Exercise requirements
In the material below, reproduce the lines from the line with "A note for the class: find the blurred" to the line with "<point>455,470</point>", replacing "drop one point on" with "place one point on" and changing nothing else.

Recorded information
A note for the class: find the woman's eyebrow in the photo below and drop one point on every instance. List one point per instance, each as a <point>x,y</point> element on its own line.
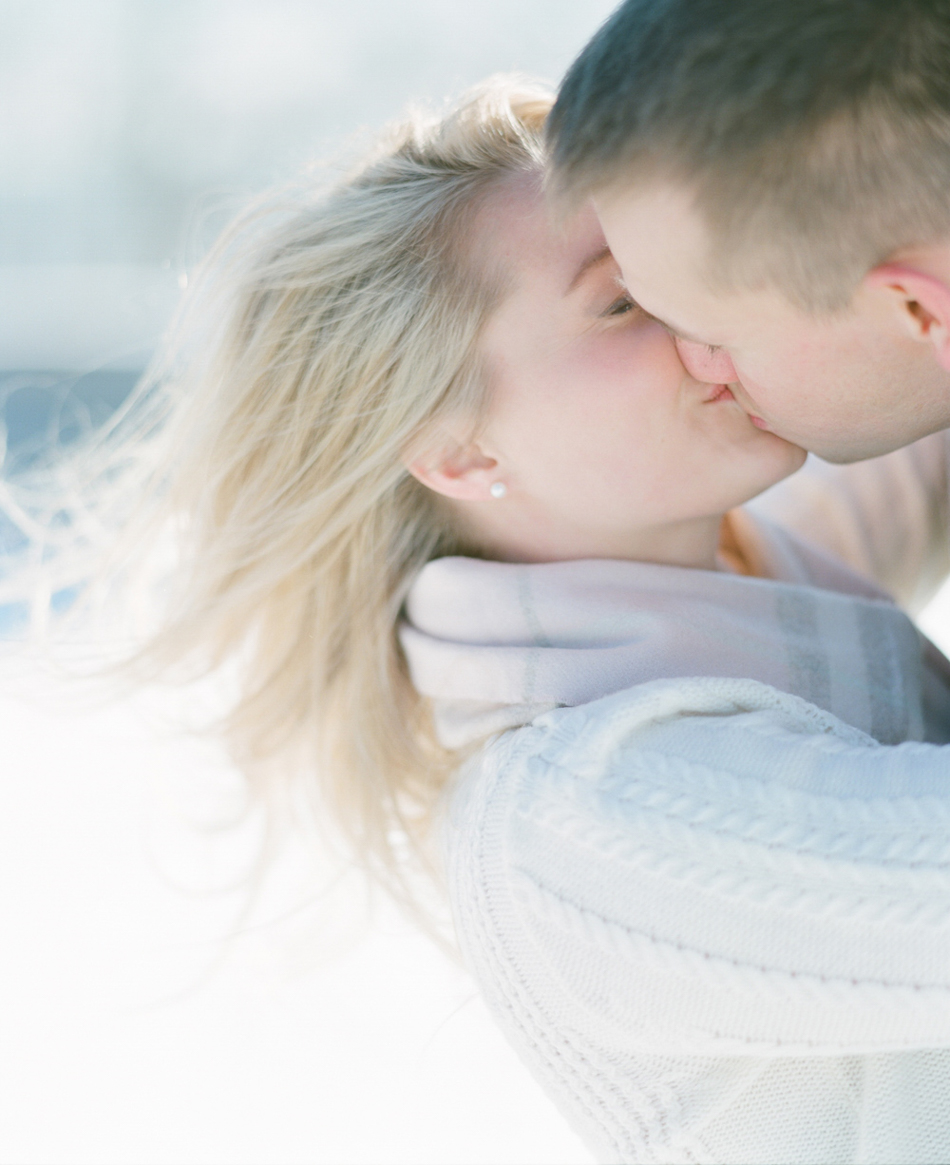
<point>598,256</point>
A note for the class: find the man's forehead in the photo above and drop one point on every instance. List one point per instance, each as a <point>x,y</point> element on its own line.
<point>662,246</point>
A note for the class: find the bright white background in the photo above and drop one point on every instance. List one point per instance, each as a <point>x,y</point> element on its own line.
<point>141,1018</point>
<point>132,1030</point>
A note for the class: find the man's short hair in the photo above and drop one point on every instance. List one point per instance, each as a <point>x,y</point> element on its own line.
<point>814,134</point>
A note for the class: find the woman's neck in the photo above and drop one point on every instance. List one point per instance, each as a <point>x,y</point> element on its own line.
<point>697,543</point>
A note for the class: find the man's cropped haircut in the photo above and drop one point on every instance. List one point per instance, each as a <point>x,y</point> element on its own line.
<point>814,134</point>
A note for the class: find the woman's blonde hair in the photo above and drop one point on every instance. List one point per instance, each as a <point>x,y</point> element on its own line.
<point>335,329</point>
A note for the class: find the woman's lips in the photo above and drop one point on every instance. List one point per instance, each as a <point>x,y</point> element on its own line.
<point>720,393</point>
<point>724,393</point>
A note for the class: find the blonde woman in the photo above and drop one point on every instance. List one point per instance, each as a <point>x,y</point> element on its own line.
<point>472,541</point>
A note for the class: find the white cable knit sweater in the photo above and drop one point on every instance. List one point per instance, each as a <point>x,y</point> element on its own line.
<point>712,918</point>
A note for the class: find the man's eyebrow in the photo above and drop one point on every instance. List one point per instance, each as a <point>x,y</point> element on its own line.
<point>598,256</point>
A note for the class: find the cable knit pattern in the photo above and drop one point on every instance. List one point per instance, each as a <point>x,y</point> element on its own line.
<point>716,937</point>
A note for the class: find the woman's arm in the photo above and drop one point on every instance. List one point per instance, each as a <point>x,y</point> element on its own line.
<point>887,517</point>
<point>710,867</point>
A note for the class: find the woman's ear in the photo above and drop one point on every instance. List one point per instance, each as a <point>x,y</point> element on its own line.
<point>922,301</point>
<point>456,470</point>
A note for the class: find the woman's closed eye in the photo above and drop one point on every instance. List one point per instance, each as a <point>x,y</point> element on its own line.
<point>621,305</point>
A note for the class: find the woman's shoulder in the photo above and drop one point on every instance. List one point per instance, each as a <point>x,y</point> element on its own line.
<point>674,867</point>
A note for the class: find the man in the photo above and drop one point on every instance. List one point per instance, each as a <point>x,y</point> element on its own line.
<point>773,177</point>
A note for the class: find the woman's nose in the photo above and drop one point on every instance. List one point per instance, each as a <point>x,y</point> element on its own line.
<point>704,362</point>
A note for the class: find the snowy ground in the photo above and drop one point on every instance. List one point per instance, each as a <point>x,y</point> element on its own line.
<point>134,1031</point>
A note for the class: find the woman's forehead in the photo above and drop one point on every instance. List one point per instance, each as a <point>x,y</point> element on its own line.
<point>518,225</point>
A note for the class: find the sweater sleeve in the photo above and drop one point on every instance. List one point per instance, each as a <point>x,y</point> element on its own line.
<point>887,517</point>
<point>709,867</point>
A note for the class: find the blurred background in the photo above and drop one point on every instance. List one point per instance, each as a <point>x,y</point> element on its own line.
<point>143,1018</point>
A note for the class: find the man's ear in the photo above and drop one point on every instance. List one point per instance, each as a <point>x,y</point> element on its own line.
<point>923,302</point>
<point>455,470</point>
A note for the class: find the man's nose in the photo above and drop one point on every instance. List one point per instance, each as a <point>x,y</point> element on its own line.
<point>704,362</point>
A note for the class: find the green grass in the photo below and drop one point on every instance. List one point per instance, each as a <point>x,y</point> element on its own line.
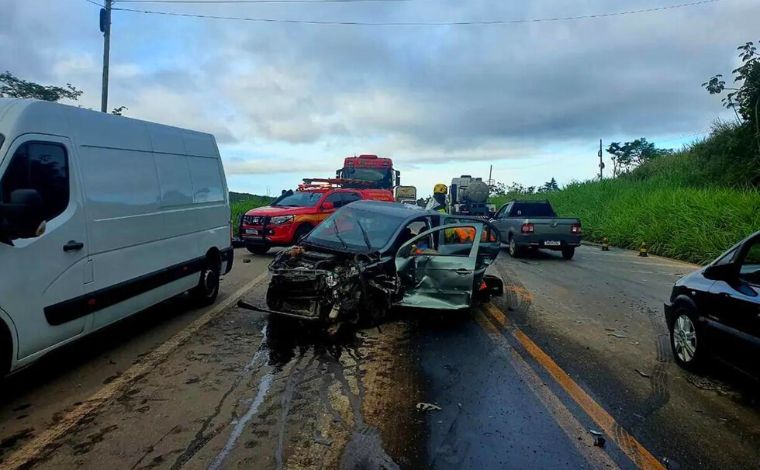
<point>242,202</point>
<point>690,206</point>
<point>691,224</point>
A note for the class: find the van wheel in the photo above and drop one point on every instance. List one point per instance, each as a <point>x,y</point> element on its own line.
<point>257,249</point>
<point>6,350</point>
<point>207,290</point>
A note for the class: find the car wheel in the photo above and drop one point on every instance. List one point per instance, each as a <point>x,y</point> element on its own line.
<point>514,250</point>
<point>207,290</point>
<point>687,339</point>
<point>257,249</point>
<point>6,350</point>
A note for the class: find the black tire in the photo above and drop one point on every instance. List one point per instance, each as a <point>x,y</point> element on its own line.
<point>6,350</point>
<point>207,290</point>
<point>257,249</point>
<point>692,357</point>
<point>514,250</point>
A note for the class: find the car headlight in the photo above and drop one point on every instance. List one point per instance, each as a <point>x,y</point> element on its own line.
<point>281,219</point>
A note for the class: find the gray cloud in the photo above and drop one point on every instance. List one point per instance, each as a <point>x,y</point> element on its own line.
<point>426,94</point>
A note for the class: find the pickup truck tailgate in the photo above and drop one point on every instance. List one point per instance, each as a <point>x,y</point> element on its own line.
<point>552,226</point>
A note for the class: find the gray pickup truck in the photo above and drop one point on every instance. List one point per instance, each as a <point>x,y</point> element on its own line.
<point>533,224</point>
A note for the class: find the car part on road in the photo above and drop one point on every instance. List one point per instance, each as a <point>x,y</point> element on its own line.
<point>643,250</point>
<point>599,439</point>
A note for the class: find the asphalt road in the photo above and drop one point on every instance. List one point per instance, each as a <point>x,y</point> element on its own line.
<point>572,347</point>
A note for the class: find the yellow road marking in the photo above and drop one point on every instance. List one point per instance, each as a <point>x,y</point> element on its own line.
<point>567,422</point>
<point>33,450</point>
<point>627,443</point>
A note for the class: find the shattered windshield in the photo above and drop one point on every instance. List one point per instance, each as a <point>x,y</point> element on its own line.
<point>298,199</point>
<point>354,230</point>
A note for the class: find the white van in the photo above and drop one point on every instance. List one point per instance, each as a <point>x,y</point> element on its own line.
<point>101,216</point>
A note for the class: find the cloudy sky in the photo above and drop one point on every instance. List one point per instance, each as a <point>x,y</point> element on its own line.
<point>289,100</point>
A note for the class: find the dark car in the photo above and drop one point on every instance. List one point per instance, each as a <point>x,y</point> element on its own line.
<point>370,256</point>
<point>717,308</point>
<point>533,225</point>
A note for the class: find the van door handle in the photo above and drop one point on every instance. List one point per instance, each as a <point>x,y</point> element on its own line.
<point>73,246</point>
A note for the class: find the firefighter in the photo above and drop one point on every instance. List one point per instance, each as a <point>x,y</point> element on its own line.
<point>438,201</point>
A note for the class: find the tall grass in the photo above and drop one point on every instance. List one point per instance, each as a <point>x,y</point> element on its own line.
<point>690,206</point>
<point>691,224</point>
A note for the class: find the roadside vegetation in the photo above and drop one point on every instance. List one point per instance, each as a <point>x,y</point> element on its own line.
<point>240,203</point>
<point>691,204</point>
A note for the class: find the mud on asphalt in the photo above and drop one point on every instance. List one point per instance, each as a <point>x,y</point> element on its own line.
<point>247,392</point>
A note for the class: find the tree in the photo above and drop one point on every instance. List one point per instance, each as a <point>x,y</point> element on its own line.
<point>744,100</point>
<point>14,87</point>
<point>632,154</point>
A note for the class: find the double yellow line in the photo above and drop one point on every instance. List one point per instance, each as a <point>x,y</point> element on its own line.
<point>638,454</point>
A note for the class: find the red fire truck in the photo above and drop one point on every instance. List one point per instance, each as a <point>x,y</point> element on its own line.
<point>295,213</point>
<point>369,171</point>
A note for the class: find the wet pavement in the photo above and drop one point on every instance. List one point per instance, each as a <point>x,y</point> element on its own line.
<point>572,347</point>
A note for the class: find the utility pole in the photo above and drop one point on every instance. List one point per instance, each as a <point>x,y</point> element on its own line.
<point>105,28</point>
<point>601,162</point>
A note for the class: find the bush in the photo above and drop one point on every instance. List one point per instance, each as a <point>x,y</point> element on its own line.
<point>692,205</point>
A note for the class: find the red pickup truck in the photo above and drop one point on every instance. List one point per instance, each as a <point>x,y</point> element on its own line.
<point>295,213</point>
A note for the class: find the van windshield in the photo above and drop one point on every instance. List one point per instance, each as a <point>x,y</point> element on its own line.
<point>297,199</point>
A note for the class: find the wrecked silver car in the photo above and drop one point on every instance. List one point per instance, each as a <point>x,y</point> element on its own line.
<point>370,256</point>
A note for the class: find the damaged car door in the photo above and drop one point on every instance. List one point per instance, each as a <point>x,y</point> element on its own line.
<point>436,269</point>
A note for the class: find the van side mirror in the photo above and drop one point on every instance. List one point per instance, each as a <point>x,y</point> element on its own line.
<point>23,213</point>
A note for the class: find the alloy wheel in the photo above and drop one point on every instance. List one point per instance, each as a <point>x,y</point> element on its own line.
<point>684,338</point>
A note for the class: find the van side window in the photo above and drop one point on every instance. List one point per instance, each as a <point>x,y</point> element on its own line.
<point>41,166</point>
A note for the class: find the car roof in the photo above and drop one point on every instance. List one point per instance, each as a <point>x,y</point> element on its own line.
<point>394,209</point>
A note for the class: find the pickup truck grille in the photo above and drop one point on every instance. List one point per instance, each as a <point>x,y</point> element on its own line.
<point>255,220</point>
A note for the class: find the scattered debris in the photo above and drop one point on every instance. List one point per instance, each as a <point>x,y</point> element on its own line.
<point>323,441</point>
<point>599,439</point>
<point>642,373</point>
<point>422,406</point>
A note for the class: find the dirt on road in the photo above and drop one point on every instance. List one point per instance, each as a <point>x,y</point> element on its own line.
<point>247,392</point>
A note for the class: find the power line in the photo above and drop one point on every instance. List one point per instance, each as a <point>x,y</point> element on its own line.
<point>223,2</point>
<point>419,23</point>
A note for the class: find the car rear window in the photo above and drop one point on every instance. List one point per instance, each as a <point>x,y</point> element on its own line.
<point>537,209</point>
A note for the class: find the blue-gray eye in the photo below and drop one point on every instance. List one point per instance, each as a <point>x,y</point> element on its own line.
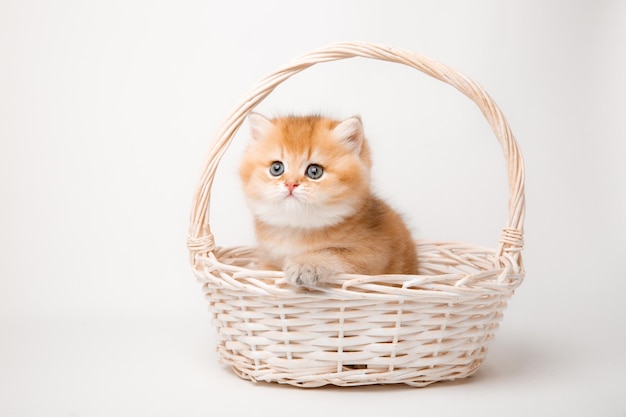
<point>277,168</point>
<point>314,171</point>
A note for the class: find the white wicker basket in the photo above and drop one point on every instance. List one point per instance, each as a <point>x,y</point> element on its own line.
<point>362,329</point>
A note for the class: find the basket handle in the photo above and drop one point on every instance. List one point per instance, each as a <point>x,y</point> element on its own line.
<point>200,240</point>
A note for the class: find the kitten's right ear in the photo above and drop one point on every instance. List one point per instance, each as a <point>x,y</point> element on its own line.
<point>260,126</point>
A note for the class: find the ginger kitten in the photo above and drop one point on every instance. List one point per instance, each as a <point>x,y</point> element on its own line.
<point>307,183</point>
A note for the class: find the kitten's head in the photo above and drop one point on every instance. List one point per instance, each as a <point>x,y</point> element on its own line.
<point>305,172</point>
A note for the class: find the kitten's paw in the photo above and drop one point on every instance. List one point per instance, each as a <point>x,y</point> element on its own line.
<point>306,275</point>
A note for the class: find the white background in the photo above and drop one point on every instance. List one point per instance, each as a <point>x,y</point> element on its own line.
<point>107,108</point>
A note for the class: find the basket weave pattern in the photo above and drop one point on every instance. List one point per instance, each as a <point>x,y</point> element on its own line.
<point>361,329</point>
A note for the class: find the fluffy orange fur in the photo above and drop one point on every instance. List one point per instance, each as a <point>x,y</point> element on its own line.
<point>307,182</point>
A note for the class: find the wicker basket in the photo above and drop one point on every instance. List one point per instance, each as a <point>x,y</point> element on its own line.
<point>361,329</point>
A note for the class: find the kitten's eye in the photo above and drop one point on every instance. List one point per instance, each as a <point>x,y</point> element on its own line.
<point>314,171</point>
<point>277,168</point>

Exercise response
A note for the class: find the blurred background in the photo above and place one point on every instance. List one point per instance, each as a <point>x,y</point> element on its own line.
<point>143,1018</point>
A note for the class: find the man's ear in the photo above and place one point on every instance. List one point per instance, each as a <point>x,y</point> element on its own line.
<point>923,302</point>
<point>455,470</point>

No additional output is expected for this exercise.